RECORDS FOR THIS EXERCISE:
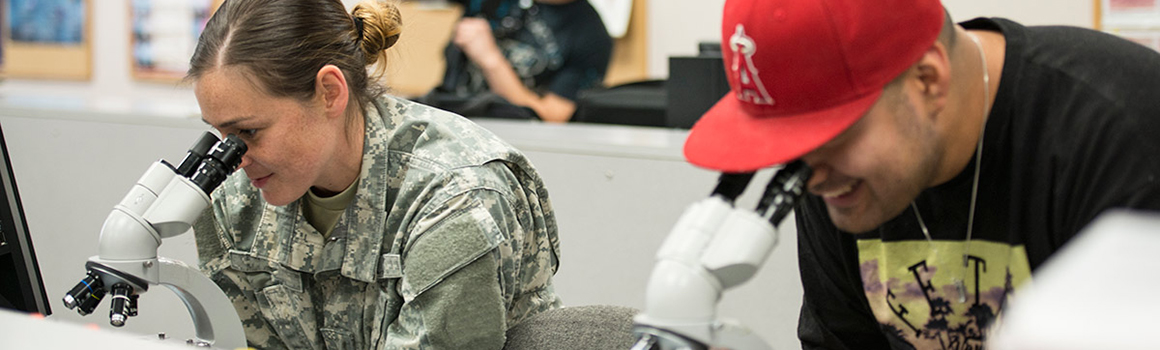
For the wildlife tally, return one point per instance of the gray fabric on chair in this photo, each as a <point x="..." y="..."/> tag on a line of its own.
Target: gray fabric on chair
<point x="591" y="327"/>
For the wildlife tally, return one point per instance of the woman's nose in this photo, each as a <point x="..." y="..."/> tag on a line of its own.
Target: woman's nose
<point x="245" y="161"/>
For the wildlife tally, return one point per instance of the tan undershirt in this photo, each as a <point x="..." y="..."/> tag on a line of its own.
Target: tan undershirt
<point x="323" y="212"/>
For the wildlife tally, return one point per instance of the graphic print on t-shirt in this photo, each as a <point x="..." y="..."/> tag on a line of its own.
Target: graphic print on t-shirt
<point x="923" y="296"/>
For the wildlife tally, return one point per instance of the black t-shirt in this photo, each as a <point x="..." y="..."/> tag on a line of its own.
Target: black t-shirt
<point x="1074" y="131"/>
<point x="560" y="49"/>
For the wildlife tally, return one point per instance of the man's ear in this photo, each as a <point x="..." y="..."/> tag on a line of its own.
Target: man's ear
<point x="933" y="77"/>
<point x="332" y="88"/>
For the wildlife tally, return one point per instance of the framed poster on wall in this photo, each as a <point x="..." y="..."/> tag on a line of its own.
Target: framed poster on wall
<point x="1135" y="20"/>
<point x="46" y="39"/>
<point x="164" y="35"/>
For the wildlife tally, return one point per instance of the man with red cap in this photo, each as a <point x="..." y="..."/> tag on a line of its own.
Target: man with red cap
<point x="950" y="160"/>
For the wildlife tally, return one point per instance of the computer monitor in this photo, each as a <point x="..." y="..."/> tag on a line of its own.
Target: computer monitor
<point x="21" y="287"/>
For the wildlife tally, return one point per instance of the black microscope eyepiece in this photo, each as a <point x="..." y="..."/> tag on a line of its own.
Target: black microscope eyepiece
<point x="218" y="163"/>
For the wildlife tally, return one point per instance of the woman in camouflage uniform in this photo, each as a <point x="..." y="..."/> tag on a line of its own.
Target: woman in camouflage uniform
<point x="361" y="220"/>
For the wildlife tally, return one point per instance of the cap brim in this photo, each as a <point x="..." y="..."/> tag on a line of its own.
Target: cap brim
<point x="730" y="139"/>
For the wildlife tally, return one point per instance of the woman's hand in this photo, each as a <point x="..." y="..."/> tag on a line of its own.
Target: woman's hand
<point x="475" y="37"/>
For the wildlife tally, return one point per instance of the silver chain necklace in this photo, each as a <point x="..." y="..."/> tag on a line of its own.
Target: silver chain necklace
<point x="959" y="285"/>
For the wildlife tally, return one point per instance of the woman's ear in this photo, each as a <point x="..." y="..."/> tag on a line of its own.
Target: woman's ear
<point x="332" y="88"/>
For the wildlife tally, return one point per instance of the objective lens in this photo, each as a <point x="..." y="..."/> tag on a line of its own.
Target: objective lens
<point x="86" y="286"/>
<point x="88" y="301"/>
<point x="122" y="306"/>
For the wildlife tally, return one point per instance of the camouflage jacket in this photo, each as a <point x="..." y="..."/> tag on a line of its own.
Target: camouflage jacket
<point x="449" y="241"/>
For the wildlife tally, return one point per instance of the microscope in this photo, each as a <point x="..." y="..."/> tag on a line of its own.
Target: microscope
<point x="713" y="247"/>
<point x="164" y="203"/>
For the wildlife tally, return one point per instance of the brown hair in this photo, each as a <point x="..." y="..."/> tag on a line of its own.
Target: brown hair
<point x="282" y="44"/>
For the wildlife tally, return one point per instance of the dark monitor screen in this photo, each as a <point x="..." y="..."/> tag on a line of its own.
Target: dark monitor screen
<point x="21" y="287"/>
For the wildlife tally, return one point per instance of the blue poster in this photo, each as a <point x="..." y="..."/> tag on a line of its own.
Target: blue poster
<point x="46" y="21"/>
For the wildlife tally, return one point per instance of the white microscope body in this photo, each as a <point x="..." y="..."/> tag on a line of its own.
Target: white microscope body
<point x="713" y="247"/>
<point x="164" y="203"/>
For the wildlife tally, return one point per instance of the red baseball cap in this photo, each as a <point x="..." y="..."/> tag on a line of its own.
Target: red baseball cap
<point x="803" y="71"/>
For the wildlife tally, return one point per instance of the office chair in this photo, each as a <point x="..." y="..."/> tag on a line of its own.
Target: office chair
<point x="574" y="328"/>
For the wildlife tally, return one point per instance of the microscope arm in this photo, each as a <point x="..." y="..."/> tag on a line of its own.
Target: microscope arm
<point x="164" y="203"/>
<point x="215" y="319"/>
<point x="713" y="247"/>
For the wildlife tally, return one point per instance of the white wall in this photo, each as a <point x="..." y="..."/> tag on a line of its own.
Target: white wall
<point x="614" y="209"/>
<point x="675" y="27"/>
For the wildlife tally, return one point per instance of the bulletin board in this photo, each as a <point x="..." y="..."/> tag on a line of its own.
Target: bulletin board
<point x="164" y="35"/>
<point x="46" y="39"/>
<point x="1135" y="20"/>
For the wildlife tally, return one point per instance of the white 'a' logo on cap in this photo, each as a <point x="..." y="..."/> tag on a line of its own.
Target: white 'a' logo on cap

INSTRUCTION:
Restate the final lines of the listing above word for word, beginning at the line that contains "of the office".

COMPLETE RESPONSE:
For the wildlife tally, return one point per instance of the office chair in this photo, each as a <point x="..." y="..."/> tag on a line of its own.
Target: office chair
<point x="574" y="328"/>
For the wildlife tally, return one point per instance of the microscope arm in this photo, each as a <point x="..." y="..."/> tag on a line of its own.
Target: microscope arm
<point x="164" y="203"/>
<point x="215" y="319"/>
<point x="713" y="247"/>
For the wildlife tally, return one point per instance of the white wall in this photo, each as a <point x="..." y="..."/> tag on a line of its own.
Target: white wall
<point x="614" y="209"/>
<point x="675" y="27"/>
For the wildlife tally, return one point per instance of the bulletin board in this photo, each as a <point x="..." y="..."/> tag on a line of its own.
Target: bulletin board
<point x="164" y="35"/>
<point x="46" y="39"/>
<point x="1135" y="20"/>
For the wildlife tally, return one point per instance of the white 'a' logo on cap in this photo, each as a <point x="..." y="..."/> tag on a line of its own.
Target: white 'a' logo on cap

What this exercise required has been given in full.